**Directions for this task:**
Where in the listing does the word "block" appear? Report each line that holds it.

___ Records shown ___

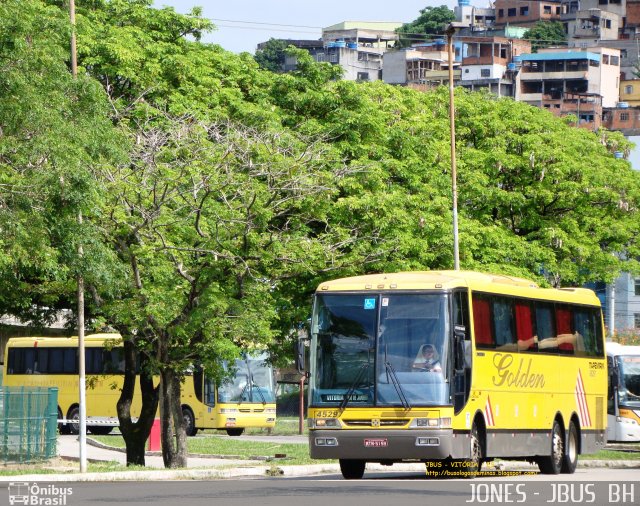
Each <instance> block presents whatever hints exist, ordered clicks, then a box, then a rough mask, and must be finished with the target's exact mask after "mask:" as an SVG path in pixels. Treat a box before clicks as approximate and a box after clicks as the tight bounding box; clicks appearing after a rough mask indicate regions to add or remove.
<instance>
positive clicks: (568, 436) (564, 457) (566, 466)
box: [562, 420, 579, 474]
mask: <svg viewBox="0 0 640 506" xmlns="http://www.w3.org/2000/svg"><path fill="white" fill-rule="evenodd" d="M578 437H579V436H578V428H577V427H576V424H575V423H574V422H573V420H572V421H571V423H570V424H569V431H568V432H567V440H566V448H565V451H564V456H563V458H562V472H563V473H565V474H573V473H574V472H575V470H576V466H577V465H578V444H579V443H578V441H579V440H578Z"/></svg>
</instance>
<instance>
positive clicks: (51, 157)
mask: <svg viewBox="0 0 640 506" xmlns="http://www.w3.org/2000/svg"><path fill="white" fill-rule="evenodd" d="M0 33H2V35H1V36H0V37H1V39H2V43H0V74H1V77H0V125H1V127H0V131H1V133H0V174H1V178H2V184H1V185H0V201H1V202H2V205H1V206H0V227H1V228H2V243H3V248H2V252H1V253H0V279H2V282H3V287H4V290H3V292H2V297H1V298H0V301H1V302H0V305H1V306H2V307H1V310H2V312H3V313H9V314H13V315H16V316H18V317H20V318H22V319H23V320H24V321H29V322H31V323H32V324H34V325H36V326H41V325H45V324H46V323H47V322H49V321H51V320H52V319H53V318H55V316H56V313H57V311H58V310H59V309H60V308H69V307H73V304H72V301H74V300H75V295H74V292H75V279H76V276H77V275H78V274H79V273H81V274H82V275H83V276H85V277H86V278H87V280H88V281H89V282H90V283H93V284H106V280H108V279H109V278H111V277H113V276H117V269H114V270H111V268H112V267H113V266H114V264H113V260H114V257H113V255H112V254H111V252H110V251H109V250H107V249H105V248H104V247H103V246H104V245H103V244H101V243H100V240H99V235H98V234H97V233H96V230H95V229H94V228H93V227H92V226H91V222H90V220H89V221H87V222H86V223H85V224H84V225H83V226H79V225H78V223H77V215H78V212H79V211H82V213H83V214H84V215H86V216H87V217H91V216H93V215H94V214H95V212H96V210H97V209H99V206H100V199H101V193H100V187H99V186H98V185H97V184H96V182H95V179H94V177H93V175H94V170H95V169H96V167H97V166H100V165H103V164H108V163H112V162H113V161H114V160H116V159H120V158H119V157H120V155H121V152H120V149H119V147H118V145H122V144H123V139H122V138H121V137H119V136H118V135H117V132H116V131H115V130H114V128H113V125H112V124H111V122H110V121H109V118H108V114H107V112H108V102H107V100H106V96H105V94H104V91H103V89H102V87H101V86H100V85H99V83H97V82H95V81H94V80H92V79H89V78H86V77H84V76H80V78H79V79H78V80H74V79H72V77H71V75H70V73H69V69H68V66H67V63H68V61H69V34H70V27H69V23H68V16H67V15H65V13H64V12H61V11H60V10H59V9H57V8H55V7H47V6H46V5H44V4H43V3H42V2H39V1H36V0H26V1H17V0H15V1H14V0H10V1H7V2H2V4H0ZM80 243H82V244H83V245H84V249H85V255H84V257H83V258H82V259H81V258H79V257H78V255H77V245H78V244H80ZM74 323H75V322H74V321H70V322H69V326H70V327H71V328H73V325H74Z"/></svg>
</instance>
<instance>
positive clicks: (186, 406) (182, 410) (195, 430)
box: [182, 406, 198, 437]
mask: <svg viewBox="0 0 640 506" xmlns="http://www.w3.org/2000/svg"><path fill="white" fill-rule="evenodd" d="M182 419H183V420H184V431H185V433H186V434H187V436H189V437H190V436H195V435H196V434H197V433H198V429H196V418H195V417H194V416H193V411H191V409H190V408H188V407H187V406H183V407H182Z"/></svg>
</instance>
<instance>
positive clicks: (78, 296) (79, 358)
mask: <svg viewBox="0 0 640 506" xmlns="http://www.w3.org/2000/svg"><path fill="white" fill-rule="evenodd" d="M69 21H70V23H71V75H72V76H73V78H74V79H77V77H78V56H77V49H76V4H75V0H69ZM78 225H80V226H82V211H78ZM83 254H84V252H83V249H82V244H79V245H78V257H79V258H80V259H81V258H82V256H83ZM77 281H78V284H77V301H78V404H79V409H78V418H79V420H78V423H79V429H78V443H79V446H80V448H79V459H78V460H79V461H80V472H81V473H86V472H87V402H86V374H85V357H84V348H85V346H84V278H83V277H82V274H79V275H78V280H77ZM62 416H66V414H65V413H63V414H62Z"/></svg>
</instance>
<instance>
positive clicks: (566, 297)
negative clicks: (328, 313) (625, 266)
mask: <svg viewBox="0 0 640 506" xmlns="http://www.w3.org/2000/svg"><path fill="white" fill-rule="evenodd" d="M462 287H464V288H471V289H472V290H477V291H481V292H490V293H499V294H503V295H518V296H526V297H531V298H536V299H545V300H556V301H560V302H573V303H580V304H588V305H592V306H600V301H599V299H598V298H597V297H596V295H595V293H594V292H593V291H592V290H589V289H587V288H560V289H555V288H540V287H539V286H538V285H537V284H536V283H535V282H533V281H530V280H528V279H523V278H517V277H513V276H505V275H501V274H485V273H481V272H474V271H415V272H393V273H380V274H368V275H364V276H354V277H350V278H342V279H336V280H332V281H326V282H323V283H321V284H320V285H319V286H318V289H317V293H323V292H351V291H380V290H385V291H392V290H393V291H401V290H451V289H453V288H462Z"/></svg>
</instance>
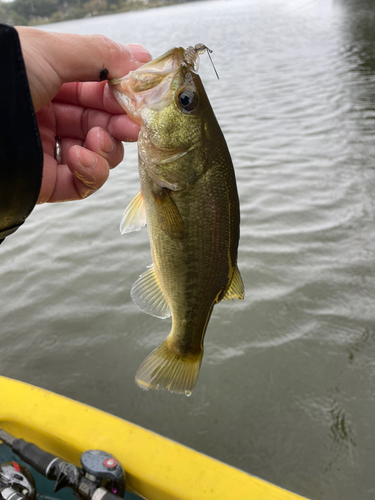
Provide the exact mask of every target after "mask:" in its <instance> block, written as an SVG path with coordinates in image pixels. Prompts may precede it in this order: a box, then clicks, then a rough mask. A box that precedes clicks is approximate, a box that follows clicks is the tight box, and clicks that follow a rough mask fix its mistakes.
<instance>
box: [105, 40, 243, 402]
mask: <svg viewBox="0 0 375 500" xmlns="http://www.w3.org/2000/svg"><path fill="white" fill-rule="evenodd" d="M205 49H206V47H205V46H204V45H202V44H199V45H196V46H195V47H189V48H188V49H186V50H185V49H183V48H181V47H176V48H174V49H172V50H169V51H168V52H166V53H165V54H164V55H162V56H160V57H158V58H157V59H154V60H153V61H151V62H149V63H147V64H145V65H144V66H142V67H140V68H139V69H137V70H136V71H133V72H131V73H129V74H128V75H126V76H125V77H124V78H122V79H116V80H111V81H110V85H111V89H112V92H113V93H114V95H115V97H116V98H117V100H118V101H119V103H120V104H121V105H122V107H123V108H124V109H125V110H126V112H127V113H128V115H129V116H130V117H131V118H132V119H133V120H134V121H136V122H137V123H138V124H139V125H140V128H141V131H140V134H139V137H138V155H139V177H140V184H141V187H140V191H139V192H138V193H137V195H136V196H135V198H134V199H133V200H132V202H131V203H130V205H129V206H128V207H127V209H126V210H125V213H124V217H123V219H122V222H121V226H120V229H121V232H122V233H127V232H131V231H137V230H139V229H140V228H141V227H142V226H144V225H145V224H146V223H147V227H148V232H149V238H150V246H151V255H152V262H153V264H152V265H151V266H150V268H149V269H148V270H147V271H146V272H145V273H144V274H142V275H141V276H140V277H139V279H138V280H137V281H136V282H135V283H134V285H133V287H132V290H131V296H132V298H133V301H134V302H135V303H136V304H137V305H138V306H139V307H140V309H142V310H143V311H145V312H147V313H149V314H152V315H154V316H157V317H160V318H167V317H169V316H170V315H172V330H171V332H170V333H169V335H168V337H167V338H166V340H165V341H164V342H163V343H162V344H161V345H160V346H159V347H158V348H157V349H155V350H154V351H153V352H152V353H151V354H150V355H149V356H148V358H146V360H145V361H143V363H142V364H141V366H140V368H139V369H138V371H137V374H136V382H137V384H138V385H139V386H140V387H142V388H143V389H167V390H169V391H171V392H177V393H185V394H190V393H191V391H192V390H193V388H194V386H195V384H196V381H197V378H198V373H199V369H200V365H201V361H202V356H203V339H204V335H205V332H206V329H207V324H208V321H209V319H210V316H211V313H212V309H213V307H214V305H215V304H217V303H218V302H220V301H221V300H223V299H224V300H231V299H240V300H241V299H243V297H244V288H243V283H242V279H241V276H240V273H239V271H238V267H237V248H238V241H239V224H240V212H239V201H238V194H237V187H236V180H235V175H234V170H233V165H232V160H231V157H230V154H229V151H228V147H227V144H226V142H225V139H224V136H223V134H222V131H221V129H220V126H219V124H218V122H217V120H216V117H215V115H214V112H213V110H212V107H211V105H210V102H209V100H208V98H207V95H206V92H205V90H204V87H203V84H202V81H201V79H200V77H199V75H198V73H197V71H198V64H199V54H201V53H203V52H204V50H205Z"/></svg>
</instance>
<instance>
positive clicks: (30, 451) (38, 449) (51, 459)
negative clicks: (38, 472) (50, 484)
mask: <svg viewBox="0 0 375 500" xmlns="http://www.w3.org/2000/svg"><path fill="white" fill-rule="evenodd" d="M12 450H13V451H14V453H16V454H17V455H18V456H19V457H20V458H22V460H23V461H24V462H26V463H27V464H29V465H31V466H32V467H34V469H35V470H37V471H38V472H40V473H41V474H42V475H43V476H45V477H47V478H48V479H55V478H54V477H53V475H51V474H50V472H51V469H52V467H51V466H52V465H53V464H54V463H55V462H57V461H58V460H61V459H60V458H58V457H55V456H54V455H52V454H51V453H48V452H47V451H43V450H41V449H40V448H38V446H36V445H35V444H32V443H28V442H27V441H24V440H23V439H15V440H14V441H13V443H12Z"/></svg>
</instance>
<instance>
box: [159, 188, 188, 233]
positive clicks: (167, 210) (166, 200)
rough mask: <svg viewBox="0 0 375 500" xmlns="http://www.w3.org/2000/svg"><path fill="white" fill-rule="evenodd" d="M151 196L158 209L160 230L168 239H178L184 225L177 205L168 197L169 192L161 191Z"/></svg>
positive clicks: (165, 191) (163, 190) (182, 228)
mask: <svg viewBox="0 0 375 500" xmlns="http://www.w3.org/2000/svg"><path fill="white" fill-rule="evenodd" d="M153 194H154V197H155V201H156V203H157V205H159V208H160V210H158V213H159V223H160V228H161V229H162V230H163V231H164V232H165V233H166V234H167V235H168V236H169V237H170V238H173V239H174V238H180V237H181V236H182V234H183V232H184V225H183V222H182V218H181V214H180V212H179V210H178V208H177V205H176V203H175V202H174V201H173V199H172V197H171V195H170V191H169V190H168V189H162V190H161V191H160V192H159V193H157V194H155V193H153Z"/></svg>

___

**Completed task:**
Each <instance> block presents whatever hints exist, ordered clicks, then a box, then a rough mask, and must be finished with the target's exact mask after "mask:" as an SVG path in pixels. Treat a box before clicks as approximate and a box after clicks as the tight bounding box; clicks appearing after a rough mask indicate regions to add or remove.
Provide the exact mask of every target after "mask:" in its <instance> block, written as an SVG path with coordinates in image pixels. Prompts may precede it in this order: a box, then clicks, then a rough mask. A box that precedes clicks is approximate, a box that follows clicks is the tight box, and clicks that follow a rough mask fix its mistakes.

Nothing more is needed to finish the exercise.